Exercise task - In the data below, how many lines contain the word "overcast"? Reply with the number alone.

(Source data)
|---|
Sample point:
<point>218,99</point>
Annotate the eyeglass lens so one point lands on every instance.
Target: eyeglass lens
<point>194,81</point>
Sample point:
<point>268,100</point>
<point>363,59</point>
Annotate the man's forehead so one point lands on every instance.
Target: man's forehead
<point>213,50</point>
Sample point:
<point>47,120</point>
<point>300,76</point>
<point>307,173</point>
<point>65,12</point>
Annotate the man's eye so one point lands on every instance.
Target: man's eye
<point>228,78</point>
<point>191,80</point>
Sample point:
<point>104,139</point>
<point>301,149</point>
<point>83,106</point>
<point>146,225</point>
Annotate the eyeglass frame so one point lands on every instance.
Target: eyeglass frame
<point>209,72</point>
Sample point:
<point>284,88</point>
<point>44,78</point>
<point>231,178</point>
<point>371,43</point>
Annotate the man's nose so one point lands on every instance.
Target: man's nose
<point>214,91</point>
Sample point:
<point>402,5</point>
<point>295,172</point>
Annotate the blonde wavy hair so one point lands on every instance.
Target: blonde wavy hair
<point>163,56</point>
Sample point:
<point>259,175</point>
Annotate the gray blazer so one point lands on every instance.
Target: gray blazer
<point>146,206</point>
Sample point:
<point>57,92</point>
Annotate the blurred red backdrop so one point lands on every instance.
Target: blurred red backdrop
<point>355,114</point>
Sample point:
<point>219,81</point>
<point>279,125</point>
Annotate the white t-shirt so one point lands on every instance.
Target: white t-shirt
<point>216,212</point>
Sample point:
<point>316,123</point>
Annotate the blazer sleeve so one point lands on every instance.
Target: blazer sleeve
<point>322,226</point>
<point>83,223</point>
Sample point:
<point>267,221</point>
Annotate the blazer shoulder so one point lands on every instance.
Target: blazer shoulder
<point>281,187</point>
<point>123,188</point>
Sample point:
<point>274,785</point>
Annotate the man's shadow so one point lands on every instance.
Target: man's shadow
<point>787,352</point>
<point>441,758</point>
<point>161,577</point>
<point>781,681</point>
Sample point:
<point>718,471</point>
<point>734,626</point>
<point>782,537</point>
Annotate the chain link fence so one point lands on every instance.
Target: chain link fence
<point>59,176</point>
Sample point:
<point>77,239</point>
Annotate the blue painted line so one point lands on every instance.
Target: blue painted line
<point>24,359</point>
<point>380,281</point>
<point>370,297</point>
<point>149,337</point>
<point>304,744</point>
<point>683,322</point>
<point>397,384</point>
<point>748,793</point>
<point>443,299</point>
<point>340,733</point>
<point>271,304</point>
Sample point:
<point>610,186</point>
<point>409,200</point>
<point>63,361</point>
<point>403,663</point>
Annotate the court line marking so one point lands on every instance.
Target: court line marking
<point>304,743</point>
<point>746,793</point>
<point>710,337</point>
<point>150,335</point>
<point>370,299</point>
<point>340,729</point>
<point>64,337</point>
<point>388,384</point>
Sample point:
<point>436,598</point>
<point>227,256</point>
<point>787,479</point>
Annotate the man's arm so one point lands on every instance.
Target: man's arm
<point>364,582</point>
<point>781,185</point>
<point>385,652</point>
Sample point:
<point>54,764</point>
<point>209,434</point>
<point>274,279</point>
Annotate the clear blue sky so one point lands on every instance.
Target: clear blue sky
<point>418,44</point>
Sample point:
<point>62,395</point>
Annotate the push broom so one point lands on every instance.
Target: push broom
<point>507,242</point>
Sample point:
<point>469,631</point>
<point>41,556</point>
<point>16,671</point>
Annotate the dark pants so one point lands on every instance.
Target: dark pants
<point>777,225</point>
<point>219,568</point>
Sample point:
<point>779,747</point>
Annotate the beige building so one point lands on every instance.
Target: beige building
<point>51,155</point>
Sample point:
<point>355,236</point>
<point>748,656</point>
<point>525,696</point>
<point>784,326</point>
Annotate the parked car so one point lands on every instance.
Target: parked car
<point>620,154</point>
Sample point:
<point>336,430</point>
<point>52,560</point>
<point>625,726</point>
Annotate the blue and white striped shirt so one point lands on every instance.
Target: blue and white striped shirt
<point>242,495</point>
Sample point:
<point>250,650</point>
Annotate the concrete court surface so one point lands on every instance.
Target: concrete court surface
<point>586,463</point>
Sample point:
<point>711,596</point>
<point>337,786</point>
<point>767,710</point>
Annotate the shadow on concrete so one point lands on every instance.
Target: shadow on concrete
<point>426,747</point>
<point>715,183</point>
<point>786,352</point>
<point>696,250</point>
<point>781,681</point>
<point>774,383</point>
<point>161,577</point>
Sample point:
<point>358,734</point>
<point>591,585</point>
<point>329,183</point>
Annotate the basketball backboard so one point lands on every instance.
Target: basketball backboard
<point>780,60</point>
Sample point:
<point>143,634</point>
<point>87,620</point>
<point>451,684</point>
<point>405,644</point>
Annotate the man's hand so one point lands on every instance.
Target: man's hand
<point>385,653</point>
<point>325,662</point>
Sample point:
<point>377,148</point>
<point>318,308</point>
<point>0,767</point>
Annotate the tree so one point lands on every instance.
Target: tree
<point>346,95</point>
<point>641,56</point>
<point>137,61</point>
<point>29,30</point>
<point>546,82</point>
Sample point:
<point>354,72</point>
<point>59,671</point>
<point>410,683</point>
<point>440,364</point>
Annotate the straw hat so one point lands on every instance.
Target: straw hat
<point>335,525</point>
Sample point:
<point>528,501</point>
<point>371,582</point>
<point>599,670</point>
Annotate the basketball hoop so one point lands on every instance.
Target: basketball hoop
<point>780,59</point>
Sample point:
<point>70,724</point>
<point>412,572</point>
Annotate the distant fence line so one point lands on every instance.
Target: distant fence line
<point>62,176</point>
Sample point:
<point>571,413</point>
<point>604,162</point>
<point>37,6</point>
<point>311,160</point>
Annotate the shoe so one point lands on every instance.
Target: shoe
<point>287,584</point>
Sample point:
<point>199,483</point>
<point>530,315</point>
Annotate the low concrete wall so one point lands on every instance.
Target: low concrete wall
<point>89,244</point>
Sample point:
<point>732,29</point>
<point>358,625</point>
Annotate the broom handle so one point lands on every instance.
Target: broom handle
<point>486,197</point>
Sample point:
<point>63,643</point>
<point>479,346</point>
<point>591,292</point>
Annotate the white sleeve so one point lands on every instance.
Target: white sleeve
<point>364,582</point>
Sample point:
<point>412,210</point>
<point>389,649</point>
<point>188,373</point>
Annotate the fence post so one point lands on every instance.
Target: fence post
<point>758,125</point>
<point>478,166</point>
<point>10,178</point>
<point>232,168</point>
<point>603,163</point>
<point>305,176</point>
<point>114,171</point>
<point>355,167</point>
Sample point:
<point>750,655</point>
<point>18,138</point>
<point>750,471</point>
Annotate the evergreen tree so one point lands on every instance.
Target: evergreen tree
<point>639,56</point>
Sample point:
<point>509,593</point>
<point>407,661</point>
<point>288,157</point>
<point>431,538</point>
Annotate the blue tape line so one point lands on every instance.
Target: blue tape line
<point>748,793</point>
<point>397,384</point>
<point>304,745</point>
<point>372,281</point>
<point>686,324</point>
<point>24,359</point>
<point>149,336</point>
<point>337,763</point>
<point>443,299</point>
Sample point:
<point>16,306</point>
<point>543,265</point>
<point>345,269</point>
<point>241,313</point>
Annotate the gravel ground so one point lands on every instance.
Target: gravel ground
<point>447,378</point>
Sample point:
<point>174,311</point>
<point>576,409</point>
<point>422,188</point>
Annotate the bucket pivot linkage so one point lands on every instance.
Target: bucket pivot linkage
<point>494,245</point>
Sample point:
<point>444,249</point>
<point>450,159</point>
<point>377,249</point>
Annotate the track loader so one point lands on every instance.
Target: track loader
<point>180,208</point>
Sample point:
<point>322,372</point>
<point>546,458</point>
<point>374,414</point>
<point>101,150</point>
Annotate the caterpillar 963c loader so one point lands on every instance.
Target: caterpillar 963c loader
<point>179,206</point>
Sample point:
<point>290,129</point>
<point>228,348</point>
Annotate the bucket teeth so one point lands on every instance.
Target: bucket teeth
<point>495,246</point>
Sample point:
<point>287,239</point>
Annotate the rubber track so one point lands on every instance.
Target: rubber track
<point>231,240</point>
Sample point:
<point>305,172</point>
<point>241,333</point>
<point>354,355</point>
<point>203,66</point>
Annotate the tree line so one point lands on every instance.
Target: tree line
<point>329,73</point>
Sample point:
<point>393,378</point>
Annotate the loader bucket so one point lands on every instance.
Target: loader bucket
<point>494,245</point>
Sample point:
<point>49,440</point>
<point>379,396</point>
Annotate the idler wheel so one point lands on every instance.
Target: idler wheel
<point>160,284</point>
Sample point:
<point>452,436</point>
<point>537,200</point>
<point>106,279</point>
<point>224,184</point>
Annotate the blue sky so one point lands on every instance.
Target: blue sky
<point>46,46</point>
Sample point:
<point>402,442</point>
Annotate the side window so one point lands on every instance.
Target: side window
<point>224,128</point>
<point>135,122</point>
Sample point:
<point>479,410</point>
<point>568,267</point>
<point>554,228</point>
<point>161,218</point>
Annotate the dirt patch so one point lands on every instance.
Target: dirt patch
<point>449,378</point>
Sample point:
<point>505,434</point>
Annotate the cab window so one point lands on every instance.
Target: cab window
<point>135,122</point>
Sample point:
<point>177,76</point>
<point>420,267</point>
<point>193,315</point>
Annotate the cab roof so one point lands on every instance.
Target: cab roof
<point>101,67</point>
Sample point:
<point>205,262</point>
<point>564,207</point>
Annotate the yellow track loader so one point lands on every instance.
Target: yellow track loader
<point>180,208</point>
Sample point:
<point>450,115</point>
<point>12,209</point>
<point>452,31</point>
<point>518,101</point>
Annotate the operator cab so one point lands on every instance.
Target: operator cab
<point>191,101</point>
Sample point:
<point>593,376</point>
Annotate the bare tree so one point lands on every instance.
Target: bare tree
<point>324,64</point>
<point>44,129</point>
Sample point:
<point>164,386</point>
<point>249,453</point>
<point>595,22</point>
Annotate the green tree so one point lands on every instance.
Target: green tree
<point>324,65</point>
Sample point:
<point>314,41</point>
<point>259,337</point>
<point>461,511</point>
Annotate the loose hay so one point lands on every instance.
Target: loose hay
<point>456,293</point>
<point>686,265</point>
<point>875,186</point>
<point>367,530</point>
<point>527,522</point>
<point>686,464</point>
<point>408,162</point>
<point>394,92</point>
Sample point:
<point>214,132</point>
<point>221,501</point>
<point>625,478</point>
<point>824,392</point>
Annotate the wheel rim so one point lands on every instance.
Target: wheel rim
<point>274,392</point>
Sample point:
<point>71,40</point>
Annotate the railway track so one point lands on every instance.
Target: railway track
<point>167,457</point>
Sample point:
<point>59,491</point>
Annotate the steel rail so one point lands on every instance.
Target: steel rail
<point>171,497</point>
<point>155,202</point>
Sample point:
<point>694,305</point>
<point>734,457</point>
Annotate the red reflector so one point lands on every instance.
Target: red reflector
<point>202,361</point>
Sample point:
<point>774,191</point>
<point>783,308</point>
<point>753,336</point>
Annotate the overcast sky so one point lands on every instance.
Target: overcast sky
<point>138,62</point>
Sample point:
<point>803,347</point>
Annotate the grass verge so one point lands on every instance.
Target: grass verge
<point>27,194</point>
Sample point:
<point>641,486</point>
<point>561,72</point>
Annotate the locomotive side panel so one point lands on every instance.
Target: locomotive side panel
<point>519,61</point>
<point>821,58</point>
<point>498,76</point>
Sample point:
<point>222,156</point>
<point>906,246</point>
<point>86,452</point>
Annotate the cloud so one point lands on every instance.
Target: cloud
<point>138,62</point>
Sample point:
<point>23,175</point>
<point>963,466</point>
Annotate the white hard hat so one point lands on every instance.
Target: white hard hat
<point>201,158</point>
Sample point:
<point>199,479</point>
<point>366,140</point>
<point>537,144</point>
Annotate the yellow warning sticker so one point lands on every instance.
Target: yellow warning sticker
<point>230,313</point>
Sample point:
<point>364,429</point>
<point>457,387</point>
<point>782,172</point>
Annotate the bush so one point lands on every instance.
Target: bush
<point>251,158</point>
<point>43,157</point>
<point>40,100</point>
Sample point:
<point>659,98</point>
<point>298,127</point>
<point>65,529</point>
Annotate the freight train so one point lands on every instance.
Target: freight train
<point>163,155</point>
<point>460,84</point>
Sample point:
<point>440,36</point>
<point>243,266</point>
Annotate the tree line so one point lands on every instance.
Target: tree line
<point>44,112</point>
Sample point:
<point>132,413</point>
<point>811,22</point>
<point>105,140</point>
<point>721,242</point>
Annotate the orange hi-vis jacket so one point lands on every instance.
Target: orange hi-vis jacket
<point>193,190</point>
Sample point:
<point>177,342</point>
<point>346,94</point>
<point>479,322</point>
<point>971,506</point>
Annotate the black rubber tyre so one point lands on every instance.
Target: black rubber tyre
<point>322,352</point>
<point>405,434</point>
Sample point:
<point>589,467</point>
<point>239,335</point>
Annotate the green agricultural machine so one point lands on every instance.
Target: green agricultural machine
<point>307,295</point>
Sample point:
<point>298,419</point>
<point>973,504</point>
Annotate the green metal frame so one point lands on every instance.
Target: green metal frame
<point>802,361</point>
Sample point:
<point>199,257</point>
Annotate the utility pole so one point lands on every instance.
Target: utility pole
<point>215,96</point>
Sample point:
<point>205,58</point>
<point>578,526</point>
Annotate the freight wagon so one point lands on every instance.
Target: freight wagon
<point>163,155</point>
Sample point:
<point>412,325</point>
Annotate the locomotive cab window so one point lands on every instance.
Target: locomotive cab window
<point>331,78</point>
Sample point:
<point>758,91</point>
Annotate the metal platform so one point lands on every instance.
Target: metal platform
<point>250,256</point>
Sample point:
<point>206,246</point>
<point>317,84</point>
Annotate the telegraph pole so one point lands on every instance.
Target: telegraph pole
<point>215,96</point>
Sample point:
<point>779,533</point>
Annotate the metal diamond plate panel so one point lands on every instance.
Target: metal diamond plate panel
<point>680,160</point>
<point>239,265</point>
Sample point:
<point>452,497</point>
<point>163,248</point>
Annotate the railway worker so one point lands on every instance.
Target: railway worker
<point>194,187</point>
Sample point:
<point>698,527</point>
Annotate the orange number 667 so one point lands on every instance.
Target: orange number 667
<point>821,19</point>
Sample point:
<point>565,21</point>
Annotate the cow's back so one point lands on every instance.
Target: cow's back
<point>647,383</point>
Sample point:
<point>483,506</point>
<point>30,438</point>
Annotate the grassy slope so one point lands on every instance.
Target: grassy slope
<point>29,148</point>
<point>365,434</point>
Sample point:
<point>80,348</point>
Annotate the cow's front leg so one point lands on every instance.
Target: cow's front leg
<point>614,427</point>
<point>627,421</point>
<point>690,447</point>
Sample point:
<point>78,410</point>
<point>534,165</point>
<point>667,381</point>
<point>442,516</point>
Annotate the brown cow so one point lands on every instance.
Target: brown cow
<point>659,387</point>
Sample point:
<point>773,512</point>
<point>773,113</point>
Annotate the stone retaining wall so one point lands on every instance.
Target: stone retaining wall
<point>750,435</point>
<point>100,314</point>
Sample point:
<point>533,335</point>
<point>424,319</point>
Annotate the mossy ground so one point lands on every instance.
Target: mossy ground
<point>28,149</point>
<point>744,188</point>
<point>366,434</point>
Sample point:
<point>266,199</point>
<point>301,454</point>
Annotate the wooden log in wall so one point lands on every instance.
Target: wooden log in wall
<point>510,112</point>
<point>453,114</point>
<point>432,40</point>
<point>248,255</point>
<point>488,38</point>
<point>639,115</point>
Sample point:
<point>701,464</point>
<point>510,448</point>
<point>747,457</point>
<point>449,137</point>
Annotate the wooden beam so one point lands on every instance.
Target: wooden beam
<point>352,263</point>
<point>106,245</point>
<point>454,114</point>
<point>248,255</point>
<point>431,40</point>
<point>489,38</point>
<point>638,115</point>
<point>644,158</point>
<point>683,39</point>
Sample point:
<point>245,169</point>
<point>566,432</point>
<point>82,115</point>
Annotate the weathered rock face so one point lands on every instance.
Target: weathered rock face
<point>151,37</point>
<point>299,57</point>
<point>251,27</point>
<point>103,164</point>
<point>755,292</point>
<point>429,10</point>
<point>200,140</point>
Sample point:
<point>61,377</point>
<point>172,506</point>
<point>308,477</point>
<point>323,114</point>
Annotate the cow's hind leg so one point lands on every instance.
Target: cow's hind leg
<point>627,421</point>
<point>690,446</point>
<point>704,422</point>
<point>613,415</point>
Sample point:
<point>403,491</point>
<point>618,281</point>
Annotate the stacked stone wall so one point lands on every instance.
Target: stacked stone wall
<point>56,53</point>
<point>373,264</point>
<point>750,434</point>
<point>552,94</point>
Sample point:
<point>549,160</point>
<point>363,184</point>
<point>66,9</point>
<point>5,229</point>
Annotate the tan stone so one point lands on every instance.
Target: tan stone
|---|
Solved problem - 2